→ GIVEN PROBLEM: Copy the lines of the items below exactly as they appear. Begin at the line that contains "Return the mask of every instance of the man's head", stop after the line that contains "143 39 L 142", and include both of those lines.

------------

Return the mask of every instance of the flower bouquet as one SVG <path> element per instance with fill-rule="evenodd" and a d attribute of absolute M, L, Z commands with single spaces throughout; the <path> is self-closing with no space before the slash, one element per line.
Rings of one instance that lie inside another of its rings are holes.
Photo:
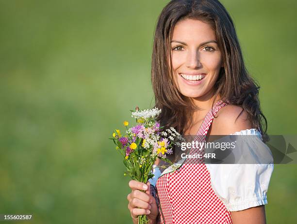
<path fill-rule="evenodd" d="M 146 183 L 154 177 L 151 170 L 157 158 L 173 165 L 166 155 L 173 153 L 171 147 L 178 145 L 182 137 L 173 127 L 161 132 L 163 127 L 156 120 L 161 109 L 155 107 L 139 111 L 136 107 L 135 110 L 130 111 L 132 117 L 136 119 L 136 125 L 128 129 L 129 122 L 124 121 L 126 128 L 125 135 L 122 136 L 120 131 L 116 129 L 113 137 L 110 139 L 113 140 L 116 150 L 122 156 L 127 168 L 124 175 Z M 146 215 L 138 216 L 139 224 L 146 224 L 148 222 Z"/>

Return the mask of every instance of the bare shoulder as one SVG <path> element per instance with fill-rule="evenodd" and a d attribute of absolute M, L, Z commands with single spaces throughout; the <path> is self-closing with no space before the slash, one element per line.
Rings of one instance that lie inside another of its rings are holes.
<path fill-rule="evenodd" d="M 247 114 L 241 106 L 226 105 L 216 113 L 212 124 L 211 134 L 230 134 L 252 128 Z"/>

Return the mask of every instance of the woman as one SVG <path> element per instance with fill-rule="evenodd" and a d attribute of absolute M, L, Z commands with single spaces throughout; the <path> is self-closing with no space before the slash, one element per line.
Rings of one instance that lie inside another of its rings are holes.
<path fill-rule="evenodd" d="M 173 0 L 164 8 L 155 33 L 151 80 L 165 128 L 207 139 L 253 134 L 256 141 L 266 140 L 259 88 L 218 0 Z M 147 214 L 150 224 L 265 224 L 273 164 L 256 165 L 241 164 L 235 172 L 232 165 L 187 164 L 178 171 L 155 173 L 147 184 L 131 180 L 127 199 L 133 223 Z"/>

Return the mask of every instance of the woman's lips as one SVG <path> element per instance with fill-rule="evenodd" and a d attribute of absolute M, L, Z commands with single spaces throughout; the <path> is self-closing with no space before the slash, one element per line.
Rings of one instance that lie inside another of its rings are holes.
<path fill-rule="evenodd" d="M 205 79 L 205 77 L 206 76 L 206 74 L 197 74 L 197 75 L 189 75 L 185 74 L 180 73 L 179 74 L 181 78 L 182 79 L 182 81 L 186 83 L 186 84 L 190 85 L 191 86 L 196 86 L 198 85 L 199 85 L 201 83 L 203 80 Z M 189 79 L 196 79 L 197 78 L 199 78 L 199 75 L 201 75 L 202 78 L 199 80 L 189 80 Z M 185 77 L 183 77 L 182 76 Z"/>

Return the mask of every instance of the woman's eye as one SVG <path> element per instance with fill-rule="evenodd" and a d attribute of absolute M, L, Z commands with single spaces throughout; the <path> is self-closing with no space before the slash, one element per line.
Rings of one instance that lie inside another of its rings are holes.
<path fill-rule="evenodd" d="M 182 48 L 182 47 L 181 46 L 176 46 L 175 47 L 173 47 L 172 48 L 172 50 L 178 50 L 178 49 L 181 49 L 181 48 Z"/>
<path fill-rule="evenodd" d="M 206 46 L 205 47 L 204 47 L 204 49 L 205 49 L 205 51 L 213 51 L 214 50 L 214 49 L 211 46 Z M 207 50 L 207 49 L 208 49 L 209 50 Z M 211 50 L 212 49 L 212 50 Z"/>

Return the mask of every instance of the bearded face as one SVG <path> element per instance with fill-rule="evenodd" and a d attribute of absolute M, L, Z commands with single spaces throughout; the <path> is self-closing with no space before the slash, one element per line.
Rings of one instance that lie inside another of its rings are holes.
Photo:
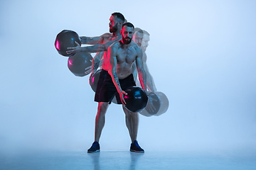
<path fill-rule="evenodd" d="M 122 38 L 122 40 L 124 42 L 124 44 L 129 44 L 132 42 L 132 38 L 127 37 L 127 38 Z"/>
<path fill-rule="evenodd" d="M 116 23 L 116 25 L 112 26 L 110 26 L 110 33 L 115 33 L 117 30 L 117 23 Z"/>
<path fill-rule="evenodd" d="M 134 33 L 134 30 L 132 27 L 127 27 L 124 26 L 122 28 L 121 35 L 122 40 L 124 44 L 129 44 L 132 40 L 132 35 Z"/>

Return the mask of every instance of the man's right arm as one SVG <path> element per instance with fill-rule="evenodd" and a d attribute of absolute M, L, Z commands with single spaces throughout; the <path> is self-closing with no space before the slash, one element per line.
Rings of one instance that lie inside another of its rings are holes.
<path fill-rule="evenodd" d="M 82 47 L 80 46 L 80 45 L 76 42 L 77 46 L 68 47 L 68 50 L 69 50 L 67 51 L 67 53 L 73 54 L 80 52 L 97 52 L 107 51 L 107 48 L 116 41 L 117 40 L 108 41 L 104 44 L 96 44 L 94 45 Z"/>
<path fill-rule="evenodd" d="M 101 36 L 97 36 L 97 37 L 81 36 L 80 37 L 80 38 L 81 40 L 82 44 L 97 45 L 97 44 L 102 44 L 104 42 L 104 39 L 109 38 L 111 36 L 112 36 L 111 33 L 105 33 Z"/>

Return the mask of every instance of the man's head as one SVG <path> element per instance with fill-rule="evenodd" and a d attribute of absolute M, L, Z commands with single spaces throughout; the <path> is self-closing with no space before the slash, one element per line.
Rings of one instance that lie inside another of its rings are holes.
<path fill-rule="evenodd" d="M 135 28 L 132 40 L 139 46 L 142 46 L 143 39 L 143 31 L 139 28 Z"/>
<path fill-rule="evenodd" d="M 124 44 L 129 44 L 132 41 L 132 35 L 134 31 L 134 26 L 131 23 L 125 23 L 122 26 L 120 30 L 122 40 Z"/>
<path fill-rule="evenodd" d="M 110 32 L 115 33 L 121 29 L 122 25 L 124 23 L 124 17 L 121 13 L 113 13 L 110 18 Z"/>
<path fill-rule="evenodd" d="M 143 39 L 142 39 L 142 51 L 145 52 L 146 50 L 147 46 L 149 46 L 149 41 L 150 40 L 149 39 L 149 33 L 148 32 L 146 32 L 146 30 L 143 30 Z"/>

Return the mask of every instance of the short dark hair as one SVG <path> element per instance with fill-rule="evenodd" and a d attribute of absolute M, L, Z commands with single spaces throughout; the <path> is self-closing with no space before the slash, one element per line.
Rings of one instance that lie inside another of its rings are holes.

------------

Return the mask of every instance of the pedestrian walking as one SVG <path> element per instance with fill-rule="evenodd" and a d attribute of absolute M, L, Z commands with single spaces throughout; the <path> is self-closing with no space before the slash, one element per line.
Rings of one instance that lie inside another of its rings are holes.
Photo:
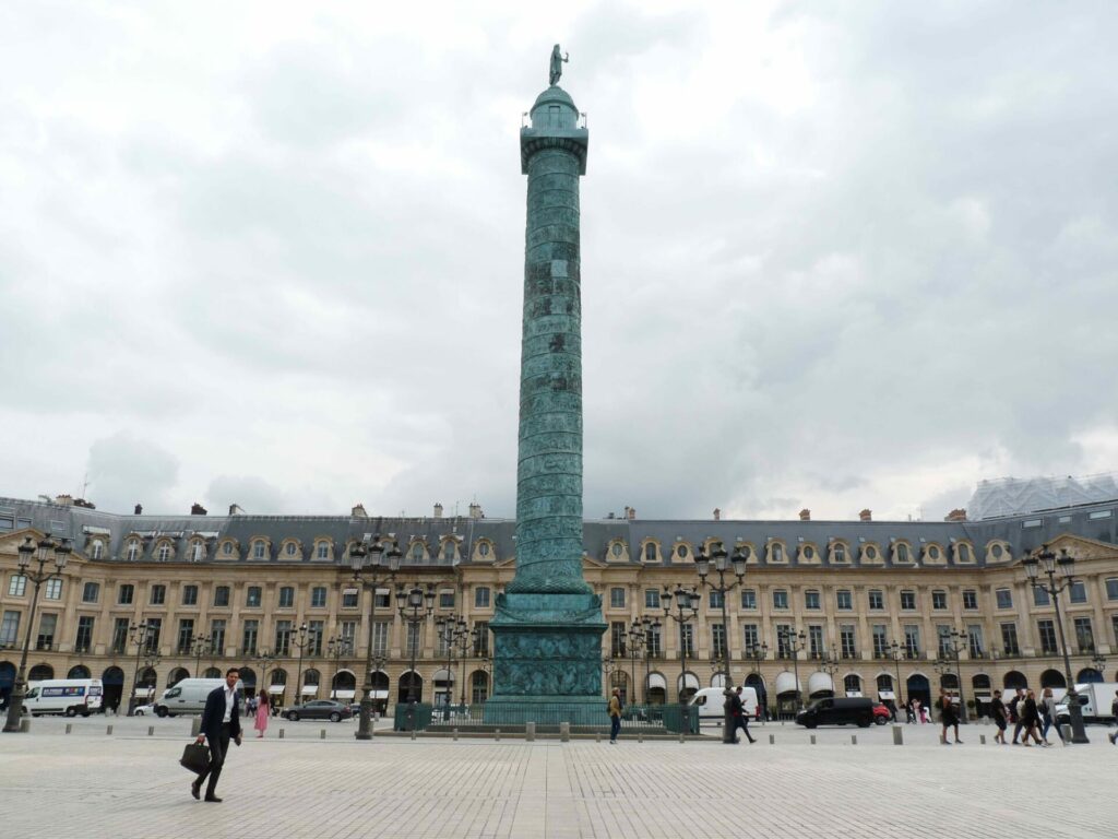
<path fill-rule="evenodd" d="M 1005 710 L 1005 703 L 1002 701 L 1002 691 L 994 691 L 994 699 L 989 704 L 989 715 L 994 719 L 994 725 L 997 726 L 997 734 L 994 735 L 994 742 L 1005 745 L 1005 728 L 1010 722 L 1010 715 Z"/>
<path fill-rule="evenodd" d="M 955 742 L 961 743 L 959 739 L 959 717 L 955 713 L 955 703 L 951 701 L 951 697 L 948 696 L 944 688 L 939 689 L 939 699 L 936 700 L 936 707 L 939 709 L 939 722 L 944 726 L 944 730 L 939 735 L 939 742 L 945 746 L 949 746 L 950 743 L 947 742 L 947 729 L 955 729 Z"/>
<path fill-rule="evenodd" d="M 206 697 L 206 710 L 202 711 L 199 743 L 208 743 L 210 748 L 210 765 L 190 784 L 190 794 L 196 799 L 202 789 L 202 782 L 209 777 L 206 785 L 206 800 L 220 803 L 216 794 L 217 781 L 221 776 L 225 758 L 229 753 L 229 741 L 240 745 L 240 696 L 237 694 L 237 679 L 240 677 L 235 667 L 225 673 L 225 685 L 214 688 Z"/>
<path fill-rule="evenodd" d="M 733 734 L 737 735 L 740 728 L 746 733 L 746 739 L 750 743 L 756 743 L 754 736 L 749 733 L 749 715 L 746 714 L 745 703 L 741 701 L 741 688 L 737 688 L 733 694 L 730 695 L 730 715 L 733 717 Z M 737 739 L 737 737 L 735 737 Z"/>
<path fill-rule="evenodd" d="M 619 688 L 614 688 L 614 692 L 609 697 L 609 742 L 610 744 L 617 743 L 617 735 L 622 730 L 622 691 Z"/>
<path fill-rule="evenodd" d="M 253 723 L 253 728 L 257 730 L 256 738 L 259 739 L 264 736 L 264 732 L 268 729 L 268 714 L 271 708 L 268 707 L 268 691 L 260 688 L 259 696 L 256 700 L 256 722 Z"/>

------------

→ EXERCISE OUTPUT:
Return the mask of every instance of the man's head as one SVG <path> element per instance with fill-rule="evenodd" and a d attribute of absolute M, L, Z commands with single spaces throughout; the <path> is self-closing with no space before the slash, one element per line.
Rings of one instance that lie inside another of its rings are holes.
<path fill-rule="evenodd" d="M 135 28 L 132 40 L 139 46 L 142 46 L 143 39 L 143 31 L 139 28 Z"/>
<path fill-rule="evenodd" d="M 124 44 L 129 44 L 132 41 L 132 35 L 134 31 L 134 26 L 131 23 L 125 23 L 122 26 L 120 30 L 122 40 Z"/>
<path fill-rule="evenodd" d="M 110 32 L 115 33 L 121 29 L 122 25 L 124 23 L 124 17 L 121 13 L 113 13 L 110 18 Z"/>
<path fill-rule="evenodd" d="M 143 39 L 142 39 L 142 51 L 145 52 L 146 50 L 147 46 L 149 46 L 149 41 L 150 40 L 149 39 L 149 33 L 148 32 L 146 32 L 146 30 L 143 30 Z"/>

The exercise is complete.